## Task
Return each line in the material below that contains the string "house", treating uppercase and lowercase as different.

## begin

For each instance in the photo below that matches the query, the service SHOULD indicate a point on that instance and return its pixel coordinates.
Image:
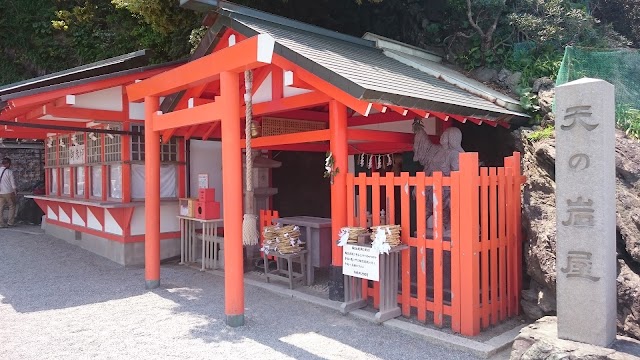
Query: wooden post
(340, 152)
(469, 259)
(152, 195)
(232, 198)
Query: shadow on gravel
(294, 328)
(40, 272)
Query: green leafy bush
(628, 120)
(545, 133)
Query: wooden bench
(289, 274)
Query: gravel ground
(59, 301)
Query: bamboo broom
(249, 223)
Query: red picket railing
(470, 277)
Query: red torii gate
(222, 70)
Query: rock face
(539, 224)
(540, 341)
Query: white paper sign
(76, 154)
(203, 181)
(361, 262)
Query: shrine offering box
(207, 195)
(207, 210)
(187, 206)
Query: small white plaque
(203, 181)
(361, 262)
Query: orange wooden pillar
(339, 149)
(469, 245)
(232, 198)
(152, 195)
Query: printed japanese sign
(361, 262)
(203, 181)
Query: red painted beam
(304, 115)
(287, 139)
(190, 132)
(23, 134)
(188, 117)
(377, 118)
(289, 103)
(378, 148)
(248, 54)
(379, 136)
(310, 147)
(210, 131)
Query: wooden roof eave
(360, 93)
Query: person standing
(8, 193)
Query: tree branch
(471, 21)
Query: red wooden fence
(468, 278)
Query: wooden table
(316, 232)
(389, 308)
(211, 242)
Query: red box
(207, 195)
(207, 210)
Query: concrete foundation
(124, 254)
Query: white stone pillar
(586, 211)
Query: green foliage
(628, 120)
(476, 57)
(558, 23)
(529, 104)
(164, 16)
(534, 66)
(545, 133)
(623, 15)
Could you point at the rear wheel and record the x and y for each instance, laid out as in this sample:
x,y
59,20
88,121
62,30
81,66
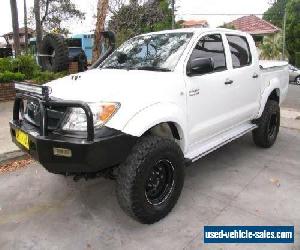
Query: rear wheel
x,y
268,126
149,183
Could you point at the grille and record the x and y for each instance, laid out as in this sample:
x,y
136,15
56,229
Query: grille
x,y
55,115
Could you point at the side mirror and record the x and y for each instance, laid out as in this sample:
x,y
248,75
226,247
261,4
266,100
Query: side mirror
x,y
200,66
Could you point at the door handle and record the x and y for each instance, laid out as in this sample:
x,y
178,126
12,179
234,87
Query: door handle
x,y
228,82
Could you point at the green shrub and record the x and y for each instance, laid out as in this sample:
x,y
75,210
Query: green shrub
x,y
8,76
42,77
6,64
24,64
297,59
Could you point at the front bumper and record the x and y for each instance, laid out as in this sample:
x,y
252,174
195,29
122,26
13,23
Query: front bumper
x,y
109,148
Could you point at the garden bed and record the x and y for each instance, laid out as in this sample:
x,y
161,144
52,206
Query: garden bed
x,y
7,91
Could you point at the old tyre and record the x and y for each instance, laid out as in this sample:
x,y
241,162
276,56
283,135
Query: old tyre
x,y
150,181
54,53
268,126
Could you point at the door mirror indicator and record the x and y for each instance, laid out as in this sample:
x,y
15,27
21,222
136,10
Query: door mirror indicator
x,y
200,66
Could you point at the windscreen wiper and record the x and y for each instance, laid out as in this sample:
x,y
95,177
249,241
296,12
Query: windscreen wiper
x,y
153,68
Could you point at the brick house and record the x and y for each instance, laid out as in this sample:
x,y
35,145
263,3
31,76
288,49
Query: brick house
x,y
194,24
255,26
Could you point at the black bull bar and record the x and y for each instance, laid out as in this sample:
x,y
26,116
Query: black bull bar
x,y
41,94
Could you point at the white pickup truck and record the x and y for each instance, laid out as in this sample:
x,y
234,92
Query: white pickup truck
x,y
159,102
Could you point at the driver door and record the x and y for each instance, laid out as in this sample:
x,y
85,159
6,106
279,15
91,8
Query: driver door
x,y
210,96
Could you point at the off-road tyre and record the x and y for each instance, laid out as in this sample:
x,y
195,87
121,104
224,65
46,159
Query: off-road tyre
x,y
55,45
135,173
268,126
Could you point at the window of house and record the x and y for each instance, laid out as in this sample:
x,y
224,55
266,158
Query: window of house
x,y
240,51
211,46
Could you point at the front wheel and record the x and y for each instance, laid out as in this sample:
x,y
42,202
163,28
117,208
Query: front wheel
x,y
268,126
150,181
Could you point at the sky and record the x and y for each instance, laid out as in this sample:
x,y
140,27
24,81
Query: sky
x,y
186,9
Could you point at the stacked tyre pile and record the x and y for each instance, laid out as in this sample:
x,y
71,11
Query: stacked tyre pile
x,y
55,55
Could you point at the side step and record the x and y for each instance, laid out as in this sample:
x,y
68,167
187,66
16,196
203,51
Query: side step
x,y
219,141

## end
## begin

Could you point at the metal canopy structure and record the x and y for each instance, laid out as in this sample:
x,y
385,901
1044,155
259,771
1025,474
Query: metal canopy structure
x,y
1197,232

## end
## begin

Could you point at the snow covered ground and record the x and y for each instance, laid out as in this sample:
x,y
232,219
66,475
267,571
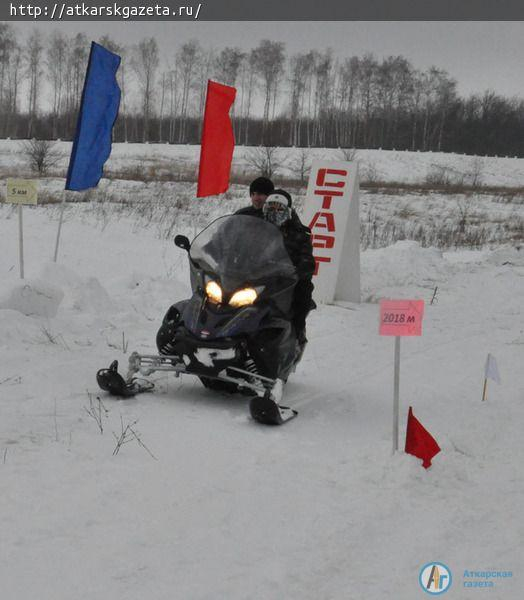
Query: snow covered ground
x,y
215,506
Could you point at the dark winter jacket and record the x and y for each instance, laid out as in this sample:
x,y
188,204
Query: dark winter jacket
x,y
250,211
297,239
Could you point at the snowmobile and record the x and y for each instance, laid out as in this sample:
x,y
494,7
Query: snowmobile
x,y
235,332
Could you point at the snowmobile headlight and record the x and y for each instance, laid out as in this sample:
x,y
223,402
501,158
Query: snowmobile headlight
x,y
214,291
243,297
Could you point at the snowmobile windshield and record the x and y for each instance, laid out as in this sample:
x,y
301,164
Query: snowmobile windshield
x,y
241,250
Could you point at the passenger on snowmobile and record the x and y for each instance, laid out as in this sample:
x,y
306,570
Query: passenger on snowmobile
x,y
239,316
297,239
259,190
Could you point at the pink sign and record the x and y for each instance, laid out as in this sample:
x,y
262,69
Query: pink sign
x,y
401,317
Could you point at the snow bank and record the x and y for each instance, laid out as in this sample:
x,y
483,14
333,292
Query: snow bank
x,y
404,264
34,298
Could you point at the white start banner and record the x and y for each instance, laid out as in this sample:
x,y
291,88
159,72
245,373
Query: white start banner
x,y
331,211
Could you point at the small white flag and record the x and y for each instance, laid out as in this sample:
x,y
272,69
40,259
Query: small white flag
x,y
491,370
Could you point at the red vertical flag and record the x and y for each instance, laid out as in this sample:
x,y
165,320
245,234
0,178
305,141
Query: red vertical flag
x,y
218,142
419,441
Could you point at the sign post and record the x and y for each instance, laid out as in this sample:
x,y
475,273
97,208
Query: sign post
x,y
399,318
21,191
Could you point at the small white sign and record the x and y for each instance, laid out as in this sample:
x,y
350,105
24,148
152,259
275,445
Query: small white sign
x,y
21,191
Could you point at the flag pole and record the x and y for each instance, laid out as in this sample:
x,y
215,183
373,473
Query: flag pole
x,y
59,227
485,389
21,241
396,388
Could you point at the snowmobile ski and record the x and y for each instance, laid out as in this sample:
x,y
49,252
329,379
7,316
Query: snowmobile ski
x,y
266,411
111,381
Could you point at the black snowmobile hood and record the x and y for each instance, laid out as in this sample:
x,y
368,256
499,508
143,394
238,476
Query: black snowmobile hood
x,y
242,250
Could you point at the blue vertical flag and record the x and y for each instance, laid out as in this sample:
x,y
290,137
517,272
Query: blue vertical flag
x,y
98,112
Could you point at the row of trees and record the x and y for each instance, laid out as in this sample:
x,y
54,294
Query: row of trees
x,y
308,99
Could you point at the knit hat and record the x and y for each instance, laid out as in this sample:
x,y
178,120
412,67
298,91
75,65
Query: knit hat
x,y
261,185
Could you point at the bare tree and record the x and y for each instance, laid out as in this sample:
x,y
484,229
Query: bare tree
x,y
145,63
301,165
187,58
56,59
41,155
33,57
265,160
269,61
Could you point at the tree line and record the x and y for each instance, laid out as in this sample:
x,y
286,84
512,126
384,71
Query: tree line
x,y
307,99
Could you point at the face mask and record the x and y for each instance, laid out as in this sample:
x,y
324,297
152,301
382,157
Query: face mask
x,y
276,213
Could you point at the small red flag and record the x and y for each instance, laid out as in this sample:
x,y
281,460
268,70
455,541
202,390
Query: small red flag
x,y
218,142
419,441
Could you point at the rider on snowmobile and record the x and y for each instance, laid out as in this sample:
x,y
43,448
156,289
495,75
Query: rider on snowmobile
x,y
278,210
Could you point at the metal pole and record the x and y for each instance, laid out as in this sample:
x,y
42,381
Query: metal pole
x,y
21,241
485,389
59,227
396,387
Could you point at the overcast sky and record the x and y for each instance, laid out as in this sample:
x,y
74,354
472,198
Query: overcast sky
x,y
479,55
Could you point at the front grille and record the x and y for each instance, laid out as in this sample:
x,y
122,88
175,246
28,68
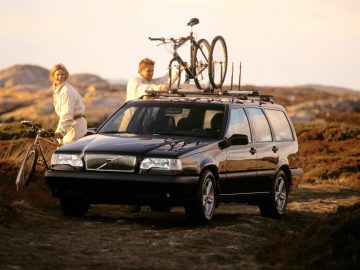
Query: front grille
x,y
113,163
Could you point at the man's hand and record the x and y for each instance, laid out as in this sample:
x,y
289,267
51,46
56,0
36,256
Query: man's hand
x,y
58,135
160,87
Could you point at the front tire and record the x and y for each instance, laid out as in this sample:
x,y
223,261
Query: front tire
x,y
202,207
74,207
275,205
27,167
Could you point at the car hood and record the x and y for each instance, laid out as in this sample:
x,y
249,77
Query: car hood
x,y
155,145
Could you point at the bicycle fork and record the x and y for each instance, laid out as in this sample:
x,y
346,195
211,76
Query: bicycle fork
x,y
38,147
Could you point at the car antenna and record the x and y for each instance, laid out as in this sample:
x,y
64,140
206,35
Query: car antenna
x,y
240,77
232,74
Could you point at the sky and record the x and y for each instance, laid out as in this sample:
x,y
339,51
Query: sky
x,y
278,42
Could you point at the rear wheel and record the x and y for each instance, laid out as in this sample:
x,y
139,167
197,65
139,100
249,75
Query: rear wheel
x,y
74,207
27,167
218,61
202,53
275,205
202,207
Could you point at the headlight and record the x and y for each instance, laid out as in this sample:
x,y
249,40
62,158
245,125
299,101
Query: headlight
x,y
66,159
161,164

## end

## Worked answer
Could you point at the brick house and record the x and y for each instance, laid out as in this sample:
Query: brick house
Could you point at the window of house and record the x and y for each instance, laid out as in this sample:
Query: window of house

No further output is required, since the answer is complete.